== Excerpt

Standardized methods for an international initiative to decipher the gene functions
July 27, 2015
One of the major current challenges of biology is to assign one or several function(s) to each of the genes in the genome. To achieve these functional annotations, 4 European centers have embarked on large-scale analyzes (phenotyping) on mouse genes. After setting up standardized, reproducible and reliable tests, they now produce the results of the analysis of 449 genes with functional annotation for 83% of them. These results are published in the journal Nature Genetics.
Today we know the function to about one third of the mouse genes. Yet this annotation very often depends on the expertise and interests of the investigators who conducted the analysis. Indeed, most researchers only target the sole function that fits to their interests when they study a gene, and this usually in a single physiological area. While these functions are sometimes complex and interconnected, the researchers aim to produce one day a complete functional identity card of each gene with all associated functions. By pooling their efforts, several research centers have taken up the challenge of a large-scale analysis of mouse genes, addressing all physiological areas in a controlled environment.
Standardized analysis process
In order to launch a global study, the researchers first standardized 20 minimally invasive functional tests, to measure more than 400 direct and 146 indirect variables, from morphological and behavioral observations to blood measurements. This program, EUMORPHIA, allowed to refine the methods and to provide an efficient process. Through extensive statistical studies, researchers have even reduced the number of individuals per group required to an average of only 7 specimens.

====

# Complete the following
a. In the article on mouse gene analysis, how many genes have results now been produced for, and what share of them received a functional annotation?
b. For each statement below, say whether it agrees with the mouse gene article, and quote the words that decide it.
(i) The results appear in the journal Nature Genetics.
(ii) Today the function of about half of the mouse genes is known.
(iii) The researchers standardized 20 minimally invasive functional tests.
c. Return the stretch of the mouse gene article from "Today we know" through "a controlled environment.", copied word for word.

== Excerpted data

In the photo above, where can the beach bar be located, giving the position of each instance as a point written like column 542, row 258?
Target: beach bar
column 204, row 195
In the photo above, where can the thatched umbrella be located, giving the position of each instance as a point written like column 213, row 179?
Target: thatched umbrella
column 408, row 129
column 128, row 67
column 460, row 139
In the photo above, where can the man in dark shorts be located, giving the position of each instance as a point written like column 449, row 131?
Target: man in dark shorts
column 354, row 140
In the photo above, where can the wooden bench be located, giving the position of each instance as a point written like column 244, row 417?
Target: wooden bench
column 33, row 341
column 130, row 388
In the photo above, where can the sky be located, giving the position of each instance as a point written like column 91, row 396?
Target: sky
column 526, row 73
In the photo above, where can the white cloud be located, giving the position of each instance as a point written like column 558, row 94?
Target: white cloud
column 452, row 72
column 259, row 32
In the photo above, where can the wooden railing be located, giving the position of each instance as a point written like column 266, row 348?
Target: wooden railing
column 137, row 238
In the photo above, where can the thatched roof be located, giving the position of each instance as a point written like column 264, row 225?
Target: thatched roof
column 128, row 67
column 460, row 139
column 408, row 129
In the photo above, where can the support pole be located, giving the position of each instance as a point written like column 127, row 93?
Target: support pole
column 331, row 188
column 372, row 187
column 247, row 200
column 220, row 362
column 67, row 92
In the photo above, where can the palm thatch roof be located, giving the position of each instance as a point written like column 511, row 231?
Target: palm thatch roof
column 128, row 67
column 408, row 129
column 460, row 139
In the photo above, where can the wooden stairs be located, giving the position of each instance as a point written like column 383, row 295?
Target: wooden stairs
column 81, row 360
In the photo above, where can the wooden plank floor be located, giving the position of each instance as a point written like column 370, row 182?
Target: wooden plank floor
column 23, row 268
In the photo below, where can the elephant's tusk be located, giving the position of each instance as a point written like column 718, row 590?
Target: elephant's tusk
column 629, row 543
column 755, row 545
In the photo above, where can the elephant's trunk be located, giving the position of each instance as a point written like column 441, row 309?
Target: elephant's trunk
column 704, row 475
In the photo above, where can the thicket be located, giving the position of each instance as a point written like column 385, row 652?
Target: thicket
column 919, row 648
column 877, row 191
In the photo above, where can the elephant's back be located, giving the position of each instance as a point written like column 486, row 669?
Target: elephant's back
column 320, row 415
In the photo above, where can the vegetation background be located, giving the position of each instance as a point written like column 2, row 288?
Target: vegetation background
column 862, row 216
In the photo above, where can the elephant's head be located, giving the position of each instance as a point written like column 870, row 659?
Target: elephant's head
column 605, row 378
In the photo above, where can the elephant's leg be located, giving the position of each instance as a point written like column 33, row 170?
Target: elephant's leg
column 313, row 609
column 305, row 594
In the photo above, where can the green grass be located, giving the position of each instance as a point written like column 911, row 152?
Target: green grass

====

# Solution set
a. Results cover 449 genes, and 83% of them received a functional annotation.

b.
(i) Yes: "These results are published in the journal Nature Genetics."
(ii) No: "Today we know the function to about one third of the mouse genes."
(iii) Yes: "the researchers first standardized 20 minimally invasive functional tests"

c.
Today we know the function to about one third of the mouse genes. Yet this annotation very often depends on the expertise and interests of the investigators who conducted the analysis. Indeed, most researchers only target the sole function that fits to their interests when they study a gene, and this usually in a single physiological area. While these functions are sometimes complex and interconnected, the researchers aim to produce one day a complete functional identity card of each gene with all associated functions. By pooling their efforts, several research centers have taken up the challenge of a large-scale analysis of mouse genes, addressing all physiological areas in a controlled environment.